SEMBRA che ci sia la neve sulle vette che sovrastano Carrara e Pietrasanta, ma è un’illusione. In realtà quelle macchie bianche sono vaste zone di detriti provenienti dalle cave. Queste montagne delle Alpi Apuane nella Toscana nord-occidentale sono una rarità geologica: sono fatte di marmo. Nessun’altra parte del mondo può vantare una così grande concentrazione di questo prezioso materiale.

Dall’antichità l’uomo estrae il marmo da queste montagne, trasformandolo in colonne, in sculture straordinarie, in rivestimenti e pavimenti. Grazie alle sue numerose cave, all’esperienza e alla professionalità della manodopera locale, e alla qualità delle tecnologie usate, questa zona si è imposta sul mercato mondiale. Oltre al materiale scavato localmente, al porto di Marina di Carrara arriva il marmo da ogni parte del mondo. Anche questo viene lavorato dalle industrie specializzate della zona per poi essere esportato ovunque.

[Righe di dati]
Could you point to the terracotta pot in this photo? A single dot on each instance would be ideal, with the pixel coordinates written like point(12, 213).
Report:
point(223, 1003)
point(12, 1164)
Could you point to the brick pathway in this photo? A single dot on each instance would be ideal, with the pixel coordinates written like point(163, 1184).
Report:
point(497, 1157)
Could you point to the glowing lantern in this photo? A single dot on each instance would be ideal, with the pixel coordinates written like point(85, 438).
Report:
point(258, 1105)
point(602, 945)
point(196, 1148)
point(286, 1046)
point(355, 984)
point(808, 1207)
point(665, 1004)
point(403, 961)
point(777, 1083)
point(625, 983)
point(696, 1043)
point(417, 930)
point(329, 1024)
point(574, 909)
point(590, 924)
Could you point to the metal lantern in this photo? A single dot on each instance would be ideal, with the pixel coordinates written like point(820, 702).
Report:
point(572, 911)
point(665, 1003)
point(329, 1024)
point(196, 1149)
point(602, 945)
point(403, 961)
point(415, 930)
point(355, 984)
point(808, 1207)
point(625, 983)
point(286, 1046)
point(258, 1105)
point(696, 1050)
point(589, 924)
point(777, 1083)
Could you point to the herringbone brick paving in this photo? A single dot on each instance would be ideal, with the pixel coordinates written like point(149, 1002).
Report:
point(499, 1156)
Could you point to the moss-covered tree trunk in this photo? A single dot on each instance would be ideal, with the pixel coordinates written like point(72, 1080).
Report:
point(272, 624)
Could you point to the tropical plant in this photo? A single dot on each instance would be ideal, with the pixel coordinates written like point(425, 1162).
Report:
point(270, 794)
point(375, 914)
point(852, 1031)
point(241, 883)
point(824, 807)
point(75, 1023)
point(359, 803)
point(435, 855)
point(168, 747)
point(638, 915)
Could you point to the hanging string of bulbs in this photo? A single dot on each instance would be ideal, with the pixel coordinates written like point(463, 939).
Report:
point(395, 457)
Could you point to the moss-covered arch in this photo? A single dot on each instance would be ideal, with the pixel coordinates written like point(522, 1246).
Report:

** Cosa fare **
A – Rispondi a queste domande sul brano dedicato al marmo delle Alpi Apuane.
(i) Che cosa sono in realtà le macchie bianche sulle vette che sovrastano Carrara e Pietrasanta?
(ii) In quale parte della Toscana si trovano queste montagne?
(iii) In quale porto arriva il marmo da ogni parte del mondo?
B – Trascrivi fedelmente dal brano sul marmo delle Alpi Apuane la parte compresa tra "SEMBRA che ci" e "questo prezioso materiale.", estremi inclusi.
I record costituiscono materiale a sé, distinto dal brano.

** Soluzioni **
A –
(i) Sono vaste zone di detriti provenienti dalle cave.
(ii) Si trovano nella Toscana nord-occidentale.
(iii) Arriva al porto di Marina di Carrara.

B –
SEMBRA che ci sia la neve sulle vette che sovrastano Carrara e Pietrasanta, ma è un’illusione. In realtà quelle macchie bianche sono vaste zone di detriti provenienti dalle cave. Queste montagne delle Alpi Apuane nella Toscana nord-occidentale sono una rarità geologica: sono fatte di marmo. Nessun’altra parte del mondo può vantare una così grande concentrazione di questo prezioso materiale.